== Excerpt provided

On Scaling Mental Models

No Newsletter Next Week

I’ll be on vacation in the Caribbean, sipping drinks and juggling for Hermit crabs.

The Actual Thing

I’m a vim user. I’ve used Vim for ten years now. Well, more like nine years: I didn’t use it in 2017. That’s because my employer started doing more pairing, and nobody could pair with me. It was bad enough for the Atom users, but even the other vimmers couldn’t pair with me. They’d press something expecting the vanilla vim action and get something completely unexpected. It’d drive them crazy.

So I switched to vscode. I didn’t customize it either beyond installing known plugins. It slowed me down, but it meant other people could work with me.

A historical paradox: lispers and smalltalkers said these languages were so much more powerful than anything else available. Paul Graham called Lisp a secret weapon. A couple people working in lisp could move so much faster than people with C++, blah blah etc etc. But most codebases written in Lisp or Smalltalk were moved off it later. The first version of Reddit was in lisp, but they moved it to Python . So how do we reconcile “these languages are super powerful” with “they fail at scale”?

====

**Activity list**
A. Name every programming language mentioned in the piece on scaling mental models.
B. Pick up the piece on scaling mental models right after its closing question and write the next paragraph.

== Supplied records

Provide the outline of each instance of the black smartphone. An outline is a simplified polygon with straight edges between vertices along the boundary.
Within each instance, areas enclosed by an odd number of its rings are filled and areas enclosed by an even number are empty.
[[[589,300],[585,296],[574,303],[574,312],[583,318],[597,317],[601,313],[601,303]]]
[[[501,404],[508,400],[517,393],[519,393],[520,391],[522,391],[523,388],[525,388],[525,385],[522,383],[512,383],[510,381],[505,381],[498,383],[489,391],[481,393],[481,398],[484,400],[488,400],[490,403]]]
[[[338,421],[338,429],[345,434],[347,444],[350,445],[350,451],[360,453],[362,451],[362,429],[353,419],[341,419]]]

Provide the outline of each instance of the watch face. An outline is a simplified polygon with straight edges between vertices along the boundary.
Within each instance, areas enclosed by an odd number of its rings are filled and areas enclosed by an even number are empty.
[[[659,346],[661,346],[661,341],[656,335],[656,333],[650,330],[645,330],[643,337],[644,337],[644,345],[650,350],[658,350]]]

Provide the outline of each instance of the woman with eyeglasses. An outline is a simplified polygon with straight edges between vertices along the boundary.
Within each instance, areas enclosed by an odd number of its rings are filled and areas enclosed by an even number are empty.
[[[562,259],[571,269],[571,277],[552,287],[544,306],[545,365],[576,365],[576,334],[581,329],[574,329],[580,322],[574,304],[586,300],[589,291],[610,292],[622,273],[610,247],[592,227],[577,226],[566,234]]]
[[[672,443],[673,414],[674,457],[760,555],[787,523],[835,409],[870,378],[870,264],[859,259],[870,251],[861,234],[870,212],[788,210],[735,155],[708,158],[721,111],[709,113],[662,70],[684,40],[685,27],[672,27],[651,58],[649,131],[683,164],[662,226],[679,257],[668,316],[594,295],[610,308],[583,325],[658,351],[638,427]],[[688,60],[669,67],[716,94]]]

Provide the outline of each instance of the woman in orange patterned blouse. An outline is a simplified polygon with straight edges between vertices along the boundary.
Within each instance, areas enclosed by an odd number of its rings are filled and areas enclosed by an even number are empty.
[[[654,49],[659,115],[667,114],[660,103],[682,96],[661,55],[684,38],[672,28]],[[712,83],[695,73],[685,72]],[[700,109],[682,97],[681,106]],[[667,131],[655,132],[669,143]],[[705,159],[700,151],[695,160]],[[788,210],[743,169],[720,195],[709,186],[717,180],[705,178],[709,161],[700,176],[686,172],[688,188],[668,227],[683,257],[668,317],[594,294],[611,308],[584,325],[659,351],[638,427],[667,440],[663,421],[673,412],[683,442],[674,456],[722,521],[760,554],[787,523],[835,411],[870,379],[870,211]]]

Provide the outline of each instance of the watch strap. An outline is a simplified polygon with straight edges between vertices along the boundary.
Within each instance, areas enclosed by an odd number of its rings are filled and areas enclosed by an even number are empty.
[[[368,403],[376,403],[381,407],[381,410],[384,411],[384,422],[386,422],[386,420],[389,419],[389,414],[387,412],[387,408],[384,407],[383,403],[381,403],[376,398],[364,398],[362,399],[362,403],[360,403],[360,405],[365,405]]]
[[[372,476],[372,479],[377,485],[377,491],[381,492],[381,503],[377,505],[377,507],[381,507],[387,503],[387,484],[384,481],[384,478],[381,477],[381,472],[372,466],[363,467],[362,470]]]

====
== Supplied records

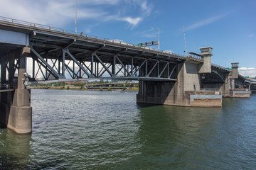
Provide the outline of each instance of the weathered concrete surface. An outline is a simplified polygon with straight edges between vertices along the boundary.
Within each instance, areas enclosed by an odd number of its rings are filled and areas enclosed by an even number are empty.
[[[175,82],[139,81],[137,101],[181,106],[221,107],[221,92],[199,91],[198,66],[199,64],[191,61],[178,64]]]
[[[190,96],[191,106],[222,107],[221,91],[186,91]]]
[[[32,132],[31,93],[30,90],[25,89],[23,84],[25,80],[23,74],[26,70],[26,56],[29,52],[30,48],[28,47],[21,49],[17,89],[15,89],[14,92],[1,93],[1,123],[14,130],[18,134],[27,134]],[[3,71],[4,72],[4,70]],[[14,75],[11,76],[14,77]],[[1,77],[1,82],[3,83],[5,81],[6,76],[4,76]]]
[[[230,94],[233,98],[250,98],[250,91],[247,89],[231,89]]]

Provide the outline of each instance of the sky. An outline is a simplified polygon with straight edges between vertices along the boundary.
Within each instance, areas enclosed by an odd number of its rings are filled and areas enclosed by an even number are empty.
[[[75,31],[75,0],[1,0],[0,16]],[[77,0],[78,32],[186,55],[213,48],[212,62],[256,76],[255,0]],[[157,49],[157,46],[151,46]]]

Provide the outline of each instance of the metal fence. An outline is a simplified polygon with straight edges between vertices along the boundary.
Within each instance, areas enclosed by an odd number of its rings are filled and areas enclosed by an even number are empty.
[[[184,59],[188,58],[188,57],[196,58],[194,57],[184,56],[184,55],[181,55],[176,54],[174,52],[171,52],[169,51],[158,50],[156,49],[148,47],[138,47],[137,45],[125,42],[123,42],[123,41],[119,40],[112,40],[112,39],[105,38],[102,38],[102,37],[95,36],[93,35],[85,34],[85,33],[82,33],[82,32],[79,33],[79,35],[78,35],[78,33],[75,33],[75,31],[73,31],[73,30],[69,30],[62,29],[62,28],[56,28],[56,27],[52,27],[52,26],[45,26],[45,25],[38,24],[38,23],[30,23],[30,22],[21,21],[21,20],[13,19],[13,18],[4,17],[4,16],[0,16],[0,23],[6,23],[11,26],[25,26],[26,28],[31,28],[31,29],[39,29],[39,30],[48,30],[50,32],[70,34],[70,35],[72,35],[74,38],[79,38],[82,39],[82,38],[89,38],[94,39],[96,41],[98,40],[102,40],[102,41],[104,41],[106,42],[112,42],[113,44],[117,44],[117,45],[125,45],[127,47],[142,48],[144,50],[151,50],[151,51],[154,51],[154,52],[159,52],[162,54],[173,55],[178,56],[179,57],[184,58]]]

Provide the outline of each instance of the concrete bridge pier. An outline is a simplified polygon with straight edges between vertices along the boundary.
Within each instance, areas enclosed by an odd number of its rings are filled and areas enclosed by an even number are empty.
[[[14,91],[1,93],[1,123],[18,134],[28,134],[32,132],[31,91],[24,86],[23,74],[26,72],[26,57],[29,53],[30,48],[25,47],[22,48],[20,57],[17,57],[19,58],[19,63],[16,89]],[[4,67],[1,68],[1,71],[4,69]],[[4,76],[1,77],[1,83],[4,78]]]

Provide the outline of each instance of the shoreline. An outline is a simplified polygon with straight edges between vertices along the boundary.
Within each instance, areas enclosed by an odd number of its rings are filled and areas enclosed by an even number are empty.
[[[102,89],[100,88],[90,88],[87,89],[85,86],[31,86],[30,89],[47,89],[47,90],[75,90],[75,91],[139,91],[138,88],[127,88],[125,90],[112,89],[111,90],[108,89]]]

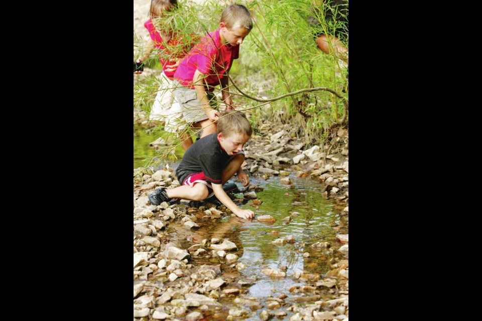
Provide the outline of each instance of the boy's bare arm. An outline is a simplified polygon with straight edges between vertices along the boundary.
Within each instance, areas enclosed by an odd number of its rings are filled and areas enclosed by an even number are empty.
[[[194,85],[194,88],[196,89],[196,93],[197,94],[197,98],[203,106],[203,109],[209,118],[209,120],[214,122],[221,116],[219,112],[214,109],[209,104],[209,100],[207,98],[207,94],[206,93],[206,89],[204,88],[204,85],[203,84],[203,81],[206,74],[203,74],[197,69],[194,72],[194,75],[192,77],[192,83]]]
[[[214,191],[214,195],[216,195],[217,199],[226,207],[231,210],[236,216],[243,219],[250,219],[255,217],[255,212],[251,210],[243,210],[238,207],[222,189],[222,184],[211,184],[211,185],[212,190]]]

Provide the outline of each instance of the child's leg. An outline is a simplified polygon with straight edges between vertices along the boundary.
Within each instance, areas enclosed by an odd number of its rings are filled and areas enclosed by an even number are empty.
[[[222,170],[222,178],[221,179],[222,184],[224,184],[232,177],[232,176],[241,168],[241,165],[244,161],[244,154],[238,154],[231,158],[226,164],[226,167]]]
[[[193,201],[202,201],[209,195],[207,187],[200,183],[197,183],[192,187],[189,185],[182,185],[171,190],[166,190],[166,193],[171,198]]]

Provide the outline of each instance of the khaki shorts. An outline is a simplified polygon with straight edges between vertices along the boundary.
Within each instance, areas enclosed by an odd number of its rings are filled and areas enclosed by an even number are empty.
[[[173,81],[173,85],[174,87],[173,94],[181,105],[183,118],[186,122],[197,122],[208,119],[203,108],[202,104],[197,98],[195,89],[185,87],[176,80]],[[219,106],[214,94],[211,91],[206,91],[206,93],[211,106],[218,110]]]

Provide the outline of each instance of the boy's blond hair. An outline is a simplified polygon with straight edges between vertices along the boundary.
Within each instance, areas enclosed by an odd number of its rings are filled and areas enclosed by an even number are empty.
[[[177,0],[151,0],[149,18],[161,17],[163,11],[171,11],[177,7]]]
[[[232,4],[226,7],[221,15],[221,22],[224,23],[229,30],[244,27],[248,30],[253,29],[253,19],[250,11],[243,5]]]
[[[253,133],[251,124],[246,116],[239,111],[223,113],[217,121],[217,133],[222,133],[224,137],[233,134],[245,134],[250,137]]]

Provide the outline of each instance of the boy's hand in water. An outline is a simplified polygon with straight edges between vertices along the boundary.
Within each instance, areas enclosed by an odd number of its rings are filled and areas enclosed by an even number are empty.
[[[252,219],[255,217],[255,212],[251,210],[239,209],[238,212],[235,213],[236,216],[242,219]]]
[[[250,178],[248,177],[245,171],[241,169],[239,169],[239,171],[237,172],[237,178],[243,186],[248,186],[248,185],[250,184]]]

====

**Responses per task**
A. Lisp, Smalltalk, C++, Python

B.
The actual answer is probably something boring like “it’s not actually that much better” or “language choice was a proxy for some other confounding factor like programming experience”. But since Computer Things is my place for unedited, unresearched, crackpot ideas, I’m gonna propose the argument that “powerful languages don’t scale”.

(This isn’t a new idea. It’s similar to The Lisp Curse , aka “technical problems become social problems”. But that doesn’t make it any less wildly speculative!)

Programming is an expression of how we think. We take the basic instructions and build abstractions over them. The more power you have in building abstractions, the more you can tailor those abstractions to your exact needs and exactly how you think . One example: what should mydict1 + mydict2 do? It could just be an error, but in many cases it’s useful to merge dicts. If you merge dicts, there’s many different useful ways to handle duplicate keys:

{a: 1} + {a: 'foo'} = {a: 'foo'}
{a: 1} + {a: 'foo'} = {a: {1, 'foo'}}
{a: 1, b: 'foo'} + {a: 2, b: 'bar'} = {a: 3, b: 'foobar'}
{a: 1, b: 'foo'} + {a: 2, b: 'bar'} = {a: 3, b: 'bar'}

All of these could make sense, depending on your problem domain. In a sufficiently-expressive language, you can make it mean one of these things. Given the following two are equivalent and you know what + means, which of these is easier to read and write:

1. mydict1.merge(mydict2, handle_duplicates=(key, v1, v2) => v1 + v2)
2. mydict1 + mydict2

If you know what + means in that context. If you don’t then you’re screwed. While for case #1 you can at least puzzle it out.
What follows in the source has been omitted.